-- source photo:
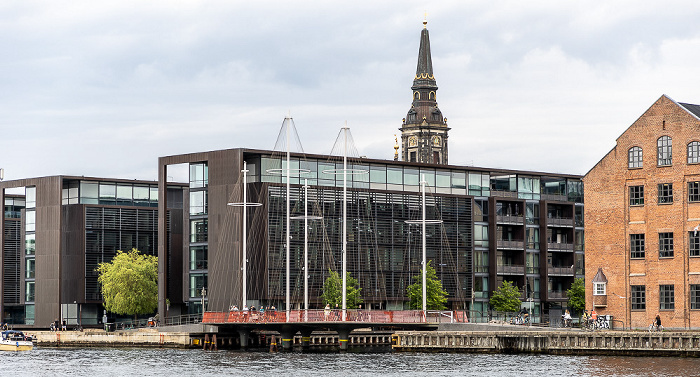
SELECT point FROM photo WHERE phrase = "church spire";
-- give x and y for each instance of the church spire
(424, 70)
(424, 130)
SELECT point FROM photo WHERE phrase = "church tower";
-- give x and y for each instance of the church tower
(424, 130)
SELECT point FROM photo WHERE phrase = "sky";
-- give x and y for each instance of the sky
(104, 88)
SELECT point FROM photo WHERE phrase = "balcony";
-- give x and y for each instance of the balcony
(556, 295)
(506, 219)
(560, 221)
(600, 301)
(560, 271)
(510, 269)
(504, 194)
(560, 246)
(511, 244)
(554, 198)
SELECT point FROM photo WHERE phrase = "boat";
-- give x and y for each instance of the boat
(13, 340)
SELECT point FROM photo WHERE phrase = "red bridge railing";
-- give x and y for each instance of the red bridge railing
(369, 316)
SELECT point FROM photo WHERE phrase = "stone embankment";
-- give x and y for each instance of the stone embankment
(571, 342)
(150, 337)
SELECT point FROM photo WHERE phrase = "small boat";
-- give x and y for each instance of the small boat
(13, 340)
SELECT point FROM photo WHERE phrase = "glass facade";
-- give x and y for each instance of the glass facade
(383, 251)
(199, 231)
(109, 193)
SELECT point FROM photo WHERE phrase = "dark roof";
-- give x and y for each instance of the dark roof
(693, 109)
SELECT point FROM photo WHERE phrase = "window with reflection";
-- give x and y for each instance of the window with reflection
(694, 152)
(198, 257)
(108, 193)
(30, 244)
(503, 183)
(198, 203)
(634, 158)
(199, 175)
(664, 149)
(29, 266)
(30, 220)
(29, 292)
(197, 283)
(30, 196)
(199, 230)
(124, 195)
(394, 175)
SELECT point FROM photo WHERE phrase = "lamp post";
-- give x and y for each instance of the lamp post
(423, 223)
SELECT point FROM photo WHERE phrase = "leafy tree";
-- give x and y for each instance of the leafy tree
(577, 295)
(437, 296)
(506, 298)
(333, 286)
(129, 283)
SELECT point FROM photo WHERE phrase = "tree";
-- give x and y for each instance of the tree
(333, 286)
(437, 296)
(506, 298)
(577, 295)
(129, 283)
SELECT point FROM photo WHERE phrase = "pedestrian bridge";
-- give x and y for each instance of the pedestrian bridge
(306, 321)
(332, 316)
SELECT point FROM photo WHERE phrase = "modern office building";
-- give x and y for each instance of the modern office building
(524, 227)
(498, 224)
(58, 229)
(642, 215)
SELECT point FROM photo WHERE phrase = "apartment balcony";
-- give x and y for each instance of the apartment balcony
(600, 301)
(510, 244)
(560, 246)
(560, 271)
(504, 194)
(510, 269)
(554, 198)
(507, 219)
(557, 295)
(560, 221)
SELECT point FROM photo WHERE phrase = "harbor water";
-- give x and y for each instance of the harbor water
(44, 361)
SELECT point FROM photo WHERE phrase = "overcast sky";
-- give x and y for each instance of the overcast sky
(103, 88)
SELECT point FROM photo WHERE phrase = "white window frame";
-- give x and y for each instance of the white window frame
(599, 289)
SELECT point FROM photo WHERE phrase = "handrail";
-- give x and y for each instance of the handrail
(322, 315)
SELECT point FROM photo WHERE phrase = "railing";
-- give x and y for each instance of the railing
(560, 221)
(509, 219)
(186, 319)
(509, 244)
(510, 269)
(551, 270)
(352, 315)
(557, 294)
(560, 246)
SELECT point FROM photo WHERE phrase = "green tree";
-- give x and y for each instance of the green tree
(437, 296)
(577, 295)
(506, 298)
(333, 286)
(129, 283)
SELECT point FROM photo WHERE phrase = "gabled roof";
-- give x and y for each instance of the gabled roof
(693, 109)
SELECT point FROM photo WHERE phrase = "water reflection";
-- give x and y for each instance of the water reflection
(159, 362)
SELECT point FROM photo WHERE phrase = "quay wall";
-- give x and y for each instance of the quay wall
(140, 338)
(629, 343)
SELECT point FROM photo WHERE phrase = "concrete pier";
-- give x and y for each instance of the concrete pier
(632, 343)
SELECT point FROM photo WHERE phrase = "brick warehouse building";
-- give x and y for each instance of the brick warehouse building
(642, 210)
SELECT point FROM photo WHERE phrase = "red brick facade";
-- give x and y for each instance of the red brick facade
(611, 219)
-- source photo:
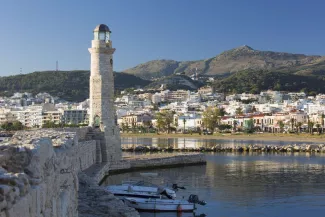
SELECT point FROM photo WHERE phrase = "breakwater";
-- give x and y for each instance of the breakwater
(318, 148)
(56, 173)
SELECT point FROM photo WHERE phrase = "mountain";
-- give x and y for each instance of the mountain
(234, 60)
(256, 81)
(68, 85)
(175, 82)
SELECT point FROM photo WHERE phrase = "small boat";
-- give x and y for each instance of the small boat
(164, 205)
(141, 189)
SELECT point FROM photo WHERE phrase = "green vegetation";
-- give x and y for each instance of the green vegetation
(164, 121)
(12, 126)
(69, 85)
(211, 117)
(176, 82)
(52, 124)
(256, 81)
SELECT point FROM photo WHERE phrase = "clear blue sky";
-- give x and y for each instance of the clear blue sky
(36, 33)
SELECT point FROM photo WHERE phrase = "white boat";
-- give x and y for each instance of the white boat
(141, 189)
(154, 204)
(160, 205)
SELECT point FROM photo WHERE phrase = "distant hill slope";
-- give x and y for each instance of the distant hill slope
(256, 81)
(175, 82)
(68, 85)
(234, 60)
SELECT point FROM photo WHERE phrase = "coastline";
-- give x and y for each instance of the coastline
(263, 137)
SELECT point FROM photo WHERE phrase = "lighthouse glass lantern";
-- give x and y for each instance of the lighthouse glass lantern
(102, 32)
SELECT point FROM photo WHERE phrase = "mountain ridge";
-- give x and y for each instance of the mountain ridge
(229, 61)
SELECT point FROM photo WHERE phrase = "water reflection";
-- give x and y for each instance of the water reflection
(197, 142)
(250, 184)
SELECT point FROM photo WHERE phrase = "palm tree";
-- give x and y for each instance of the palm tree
(235, 125)
(299, 124)
(281, 125)
(184, 122)
(323, 122)
(292, 120)
(318, 127)
(311, 126)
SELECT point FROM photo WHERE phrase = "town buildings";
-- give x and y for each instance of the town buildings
(270, 111)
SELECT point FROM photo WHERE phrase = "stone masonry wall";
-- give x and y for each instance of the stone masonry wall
(39, 173)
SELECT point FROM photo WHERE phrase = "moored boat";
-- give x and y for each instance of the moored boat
(161, 205)
(141, 189)
(155, 204)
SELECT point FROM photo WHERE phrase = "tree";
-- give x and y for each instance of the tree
(147, 125)
(249, 126)
(281, 125)
(239, 111)
(323, 122)
(211, 117)
(235, 123)
(223, 127)
(133, 125)
(125, 127)
(318, 128)
(164, 120)
(184, 123)
(292, 121)
(298, 125)
(14, 126)
(310, 126)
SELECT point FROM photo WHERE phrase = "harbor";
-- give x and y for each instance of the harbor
(251, 183)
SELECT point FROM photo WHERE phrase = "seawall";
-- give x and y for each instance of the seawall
(56, 172)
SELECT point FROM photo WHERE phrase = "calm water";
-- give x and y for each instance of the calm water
(196, 143)
(249, 184)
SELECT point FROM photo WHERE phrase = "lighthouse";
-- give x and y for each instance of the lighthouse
(101, 94)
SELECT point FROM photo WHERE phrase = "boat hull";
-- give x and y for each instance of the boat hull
(160, 205)
(137, 191)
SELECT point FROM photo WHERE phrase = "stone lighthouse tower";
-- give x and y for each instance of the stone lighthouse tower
(101, 96)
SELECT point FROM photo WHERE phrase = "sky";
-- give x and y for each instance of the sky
(37, 33)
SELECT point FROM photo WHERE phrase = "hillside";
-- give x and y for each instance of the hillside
(68, 85)
(234, 60)
(175, 82)
(255, 81)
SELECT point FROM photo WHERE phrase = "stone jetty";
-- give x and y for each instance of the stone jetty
(41, 175)
(319, 148)
(56, 173)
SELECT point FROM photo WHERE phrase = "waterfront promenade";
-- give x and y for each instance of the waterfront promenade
(302, 137)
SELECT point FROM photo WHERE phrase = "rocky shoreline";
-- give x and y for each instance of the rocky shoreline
(94, 201)
(235, 148)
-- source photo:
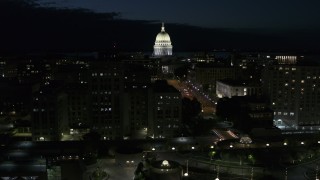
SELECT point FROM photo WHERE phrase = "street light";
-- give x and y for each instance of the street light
(187, 173)
(217, 173)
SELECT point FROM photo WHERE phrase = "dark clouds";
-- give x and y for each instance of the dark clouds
(28, 27)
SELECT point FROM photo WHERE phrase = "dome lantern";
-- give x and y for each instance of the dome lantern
(162, 46)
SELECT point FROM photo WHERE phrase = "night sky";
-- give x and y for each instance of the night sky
(94, 25)
(210, 13)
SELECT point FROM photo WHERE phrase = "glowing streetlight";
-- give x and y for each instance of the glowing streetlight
(217, 173)
(187, 172)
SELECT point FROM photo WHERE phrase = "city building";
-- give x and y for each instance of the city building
(246, 112)
(49, 112)
(229, 88)
(106, 89)
(162, 46)
(166, 118)
(294, 94)
(137, 107)
(207, 74)
(79, 110)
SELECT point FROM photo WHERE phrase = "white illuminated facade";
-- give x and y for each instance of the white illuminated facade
(162, 46)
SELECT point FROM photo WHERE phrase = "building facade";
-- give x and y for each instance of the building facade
(229, 88)
(294, 94)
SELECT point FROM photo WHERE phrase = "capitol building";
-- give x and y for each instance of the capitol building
(162, 45)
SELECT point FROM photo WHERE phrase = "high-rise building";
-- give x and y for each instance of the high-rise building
(106, 87)
(166, 118)
(49, 116)
(294, 94)
(162, 46)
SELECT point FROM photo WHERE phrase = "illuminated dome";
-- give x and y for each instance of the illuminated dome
(162, 45)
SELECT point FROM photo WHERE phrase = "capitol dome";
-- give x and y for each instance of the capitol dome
(162, 45)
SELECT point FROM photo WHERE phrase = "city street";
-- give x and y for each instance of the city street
(189, 91)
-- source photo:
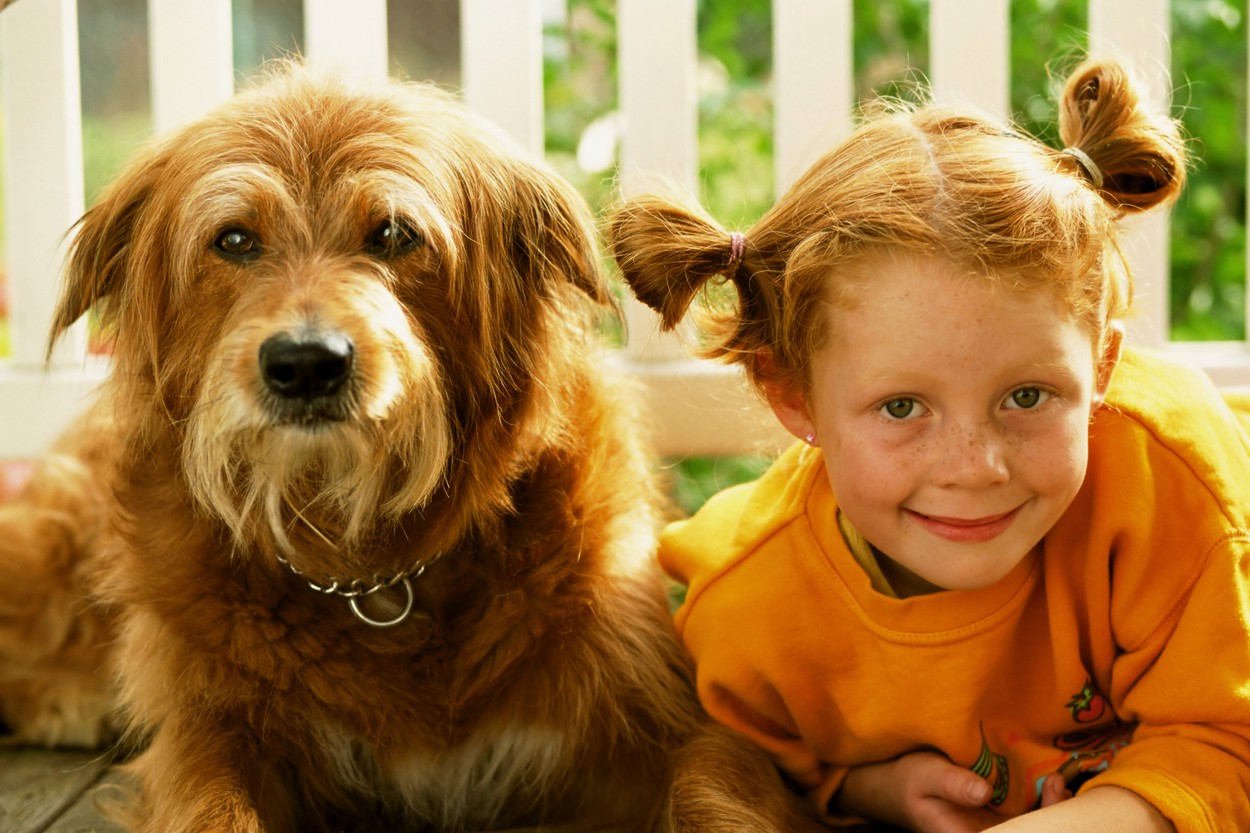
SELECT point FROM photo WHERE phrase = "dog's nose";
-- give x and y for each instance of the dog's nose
(305, 368)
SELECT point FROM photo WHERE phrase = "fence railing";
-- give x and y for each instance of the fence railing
(696, 408)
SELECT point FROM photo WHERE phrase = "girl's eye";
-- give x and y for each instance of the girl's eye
(901, 408)
(1026, 398)
(236, 244)
(393, 238)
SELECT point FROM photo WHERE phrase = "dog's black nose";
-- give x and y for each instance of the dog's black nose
(305, 368)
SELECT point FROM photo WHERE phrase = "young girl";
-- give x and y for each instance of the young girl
(1000, 542)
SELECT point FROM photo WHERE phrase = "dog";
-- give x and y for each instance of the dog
(360, 532)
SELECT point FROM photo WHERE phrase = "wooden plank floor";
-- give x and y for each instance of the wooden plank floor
(53, 791)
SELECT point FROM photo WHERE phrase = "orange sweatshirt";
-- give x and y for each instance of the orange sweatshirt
(1116, 653)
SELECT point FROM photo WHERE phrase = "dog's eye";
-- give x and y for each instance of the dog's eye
(236, 244)
(393, 238)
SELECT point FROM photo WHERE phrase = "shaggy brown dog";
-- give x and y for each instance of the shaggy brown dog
(376, 533)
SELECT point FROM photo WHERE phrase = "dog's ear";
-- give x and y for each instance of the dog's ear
(101, 238)
(554, 234)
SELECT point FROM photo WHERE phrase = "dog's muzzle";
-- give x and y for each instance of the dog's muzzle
(308, 375)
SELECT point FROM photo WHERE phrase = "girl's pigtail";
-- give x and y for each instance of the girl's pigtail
(1128, 151)
(666, 252)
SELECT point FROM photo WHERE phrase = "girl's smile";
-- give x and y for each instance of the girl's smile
(966, 530)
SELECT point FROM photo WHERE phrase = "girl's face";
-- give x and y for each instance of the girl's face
(954, 418)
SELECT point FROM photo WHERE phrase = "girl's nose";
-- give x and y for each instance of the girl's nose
(971, 455)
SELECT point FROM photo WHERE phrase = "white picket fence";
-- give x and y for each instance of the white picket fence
(696, 408)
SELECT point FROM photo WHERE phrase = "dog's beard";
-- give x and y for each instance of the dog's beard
(339, 479)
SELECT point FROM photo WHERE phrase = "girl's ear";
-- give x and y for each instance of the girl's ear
(786, 402)
(1108, 360)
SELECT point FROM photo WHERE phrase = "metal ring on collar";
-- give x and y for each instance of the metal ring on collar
(385, 623)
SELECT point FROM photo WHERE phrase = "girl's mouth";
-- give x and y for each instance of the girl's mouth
(969, 530)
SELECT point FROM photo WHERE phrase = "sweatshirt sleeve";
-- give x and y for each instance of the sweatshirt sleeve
(1188, 688)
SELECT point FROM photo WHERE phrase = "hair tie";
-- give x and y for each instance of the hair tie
(736, 248)
(1086, 163)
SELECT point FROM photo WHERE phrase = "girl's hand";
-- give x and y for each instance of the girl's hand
(923, 792)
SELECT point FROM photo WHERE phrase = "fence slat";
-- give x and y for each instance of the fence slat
(656, 58)
(1138, 33)
(813, 75)
(348, 36)
(190, 54)
(43, 166)
(501, 65)
(971, 63)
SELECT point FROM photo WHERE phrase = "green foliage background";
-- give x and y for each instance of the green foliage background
(891, 58)
(735, 111)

------------------------------------

Stated problem: Pick out and list every line of the material above that contains the word "night".

Written response:
SELECT point FROM photo WHERE phrase = "night sky";
-- give x and y for each instance of the night sky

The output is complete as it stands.